--- Problem to solve ---
From the line containing "Please point out the white motorboat" onward to the last line of the data below, copy each line exactly and add nothing.

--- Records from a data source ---
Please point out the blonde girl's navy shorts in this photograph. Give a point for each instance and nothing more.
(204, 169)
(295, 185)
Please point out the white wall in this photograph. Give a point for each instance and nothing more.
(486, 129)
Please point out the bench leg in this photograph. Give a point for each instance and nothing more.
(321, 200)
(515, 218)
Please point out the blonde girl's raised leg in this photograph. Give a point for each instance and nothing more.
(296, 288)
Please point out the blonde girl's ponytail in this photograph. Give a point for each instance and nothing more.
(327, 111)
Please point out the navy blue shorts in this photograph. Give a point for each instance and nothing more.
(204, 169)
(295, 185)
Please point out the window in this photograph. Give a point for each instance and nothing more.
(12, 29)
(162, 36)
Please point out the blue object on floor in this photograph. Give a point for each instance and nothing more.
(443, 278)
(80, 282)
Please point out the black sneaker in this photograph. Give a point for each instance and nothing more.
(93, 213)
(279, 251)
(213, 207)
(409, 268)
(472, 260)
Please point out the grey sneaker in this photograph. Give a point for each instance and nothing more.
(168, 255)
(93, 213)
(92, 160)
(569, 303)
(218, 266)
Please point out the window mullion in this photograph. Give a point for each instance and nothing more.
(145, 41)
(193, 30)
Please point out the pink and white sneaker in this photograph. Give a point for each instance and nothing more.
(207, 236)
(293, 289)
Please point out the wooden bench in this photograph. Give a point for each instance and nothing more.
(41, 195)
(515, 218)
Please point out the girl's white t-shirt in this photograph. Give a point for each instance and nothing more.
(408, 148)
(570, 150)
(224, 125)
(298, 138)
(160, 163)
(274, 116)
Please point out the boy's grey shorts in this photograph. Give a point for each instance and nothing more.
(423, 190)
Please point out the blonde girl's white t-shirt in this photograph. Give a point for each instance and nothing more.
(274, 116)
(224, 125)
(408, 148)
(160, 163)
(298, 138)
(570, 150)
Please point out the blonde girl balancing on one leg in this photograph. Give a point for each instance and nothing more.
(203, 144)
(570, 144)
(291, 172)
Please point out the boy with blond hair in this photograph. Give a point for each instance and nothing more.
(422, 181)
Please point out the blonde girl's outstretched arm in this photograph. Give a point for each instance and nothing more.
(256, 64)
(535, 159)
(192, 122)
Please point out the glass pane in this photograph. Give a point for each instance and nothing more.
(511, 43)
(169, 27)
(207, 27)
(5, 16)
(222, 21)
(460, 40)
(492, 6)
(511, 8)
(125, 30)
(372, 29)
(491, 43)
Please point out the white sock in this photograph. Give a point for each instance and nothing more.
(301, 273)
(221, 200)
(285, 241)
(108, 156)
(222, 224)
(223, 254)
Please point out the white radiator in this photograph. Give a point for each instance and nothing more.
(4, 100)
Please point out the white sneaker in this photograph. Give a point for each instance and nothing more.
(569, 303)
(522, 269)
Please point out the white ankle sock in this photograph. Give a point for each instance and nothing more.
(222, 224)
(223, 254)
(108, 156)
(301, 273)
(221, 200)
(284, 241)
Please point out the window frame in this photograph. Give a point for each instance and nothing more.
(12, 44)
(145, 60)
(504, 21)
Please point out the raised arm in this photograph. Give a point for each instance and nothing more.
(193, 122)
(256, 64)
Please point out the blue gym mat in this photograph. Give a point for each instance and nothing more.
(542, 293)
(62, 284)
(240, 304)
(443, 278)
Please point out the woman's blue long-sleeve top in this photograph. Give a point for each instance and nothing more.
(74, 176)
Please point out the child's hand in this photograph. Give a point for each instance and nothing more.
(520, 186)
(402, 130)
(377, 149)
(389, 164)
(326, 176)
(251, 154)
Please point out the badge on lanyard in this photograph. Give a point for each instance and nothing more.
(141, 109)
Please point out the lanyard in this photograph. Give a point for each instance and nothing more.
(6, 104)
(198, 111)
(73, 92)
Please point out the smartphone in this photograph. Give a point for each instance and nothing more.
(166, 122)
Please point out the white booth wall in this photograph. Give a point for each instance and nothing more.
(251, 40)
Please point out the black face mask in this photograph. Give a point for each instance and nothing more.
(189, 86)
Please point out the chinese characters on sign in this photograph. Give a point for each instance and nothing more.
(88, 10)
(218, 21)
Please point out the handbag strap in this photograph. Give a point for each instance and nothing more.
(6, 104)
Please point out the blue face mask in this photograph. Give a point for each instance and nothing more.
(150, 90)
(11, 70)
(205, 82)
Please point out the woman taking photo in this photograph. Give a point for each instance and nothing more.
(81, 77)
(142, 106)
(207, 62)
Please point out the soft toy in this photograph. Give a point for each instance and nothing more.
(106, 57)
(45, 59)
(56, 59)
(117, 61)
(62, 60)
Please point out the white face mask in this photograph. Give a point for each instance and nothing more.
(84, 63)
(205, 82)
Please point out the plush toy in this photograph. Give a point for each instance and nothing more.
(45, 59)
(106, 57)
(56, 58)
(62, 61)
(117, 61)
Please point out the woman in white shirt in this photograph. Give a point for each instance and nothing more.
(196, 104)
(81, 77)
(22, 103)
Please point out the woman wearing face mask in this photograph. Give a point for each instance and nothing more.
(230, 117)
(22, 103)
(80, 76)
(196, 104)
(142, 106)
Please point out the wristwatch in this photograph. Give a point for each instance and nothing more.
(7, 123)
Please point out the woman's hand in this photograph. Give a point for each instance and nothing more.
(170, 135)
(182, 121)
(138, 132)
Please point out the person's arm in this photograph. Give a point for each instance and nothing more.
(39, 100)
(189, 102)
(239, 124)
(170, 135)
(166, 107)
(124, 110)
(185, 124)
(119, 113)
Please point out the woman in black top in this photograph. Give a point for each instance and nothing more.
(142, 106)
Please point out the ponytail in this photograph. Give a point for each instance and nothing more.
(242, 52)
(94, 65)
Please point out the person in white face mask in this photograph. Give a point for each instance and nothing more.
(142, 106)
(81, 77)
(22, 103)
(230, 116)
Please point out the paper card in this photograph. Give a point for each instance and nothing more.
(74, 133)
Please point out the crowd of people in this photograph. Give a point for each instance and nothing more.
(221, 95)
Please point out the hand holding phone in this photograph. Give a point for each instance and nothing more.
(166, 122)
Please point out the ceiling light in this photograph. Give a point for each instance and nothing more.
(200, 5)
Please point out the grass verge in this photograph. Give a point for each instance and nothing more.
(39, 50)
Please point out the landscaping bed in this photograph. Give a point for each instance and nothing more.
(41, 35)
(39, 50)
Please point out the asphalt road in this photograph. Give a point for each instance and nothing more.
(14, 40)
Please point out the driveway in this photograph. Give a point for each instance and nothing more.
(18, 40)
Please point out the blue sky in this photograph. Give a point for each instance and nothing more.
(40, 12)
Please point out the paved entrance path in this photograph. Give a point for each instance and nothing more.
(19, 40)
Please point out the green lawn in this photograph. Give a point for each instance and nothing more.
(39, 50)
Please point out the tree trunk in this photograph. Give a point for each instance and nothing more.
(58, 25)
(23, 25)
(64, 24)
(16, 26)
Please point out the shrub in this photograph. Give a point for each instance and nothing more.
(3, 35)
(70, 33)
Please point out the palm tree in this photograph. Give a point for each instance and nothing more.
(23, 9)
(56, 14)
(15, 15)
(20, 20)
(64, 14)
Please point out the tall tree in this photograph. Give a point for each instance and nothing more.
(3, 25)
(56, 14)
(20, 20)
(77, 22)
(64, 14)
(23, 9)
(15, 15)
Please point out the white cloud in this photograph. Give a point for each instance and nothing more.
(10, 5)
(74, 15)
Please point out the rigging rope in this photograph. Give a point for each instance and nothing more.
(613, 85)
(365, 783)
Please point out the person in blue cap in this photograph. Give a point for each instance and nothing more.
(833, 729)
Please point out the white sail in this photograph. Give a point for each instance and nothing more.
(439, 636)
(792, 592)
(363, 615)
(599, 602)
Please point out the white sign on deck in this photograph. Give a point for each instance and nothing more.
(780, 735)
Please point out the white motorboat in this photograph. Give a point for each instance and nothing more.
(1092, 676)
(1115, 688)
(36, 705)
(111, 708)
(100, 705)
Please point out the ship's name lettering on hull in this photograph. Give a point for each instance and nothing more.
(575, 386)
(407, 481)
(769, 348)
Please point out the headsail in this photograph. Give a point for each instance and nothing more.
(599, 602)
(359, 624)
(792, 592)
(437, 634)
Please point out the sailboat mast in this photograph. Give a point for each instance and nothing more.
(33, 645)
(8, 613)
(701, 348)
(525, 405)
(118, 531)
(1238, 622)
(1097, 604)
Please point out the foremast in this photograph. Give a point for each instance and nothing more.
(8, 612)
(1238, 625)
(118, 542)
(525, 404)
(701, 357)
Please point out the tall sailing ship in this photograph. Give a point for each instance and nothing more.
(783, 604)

--- Solution to the problem ---
Please point out the white motorboat in this photograph. Give a point for each instance and nothing more.
(1092, 676)
(1115, 688)
(36, 705)
(111, 708)
(100, 705)
Please point out the ship's name lettering on hull in this photograph. Give a point for each instance and nothing more.
(575, 386)
(407, 481)
(769, 348)
Please point out the headsail in this photograph. Give a point for each instance and nothing more.
(599, 602)
(359, 624)
(792, 592)
(437, 634)
Please point out the sailboat mast in this photograph. Give a point for each instance and nothing more.
(33, 645)
(8, 613)
(701, 348)
(525, 405)
(118, 531)
(1238, 622)
(1097, 604)
Please point out the foremast in this photograph. Give a point for each instance and nothing more.
(8, 612)
(1238, 625)
(118, 542)
(525, 404)
(701, 357)
Please point out the tall sailing ship in this photograph. Give a point for each instance and nothing more.
(783, 604)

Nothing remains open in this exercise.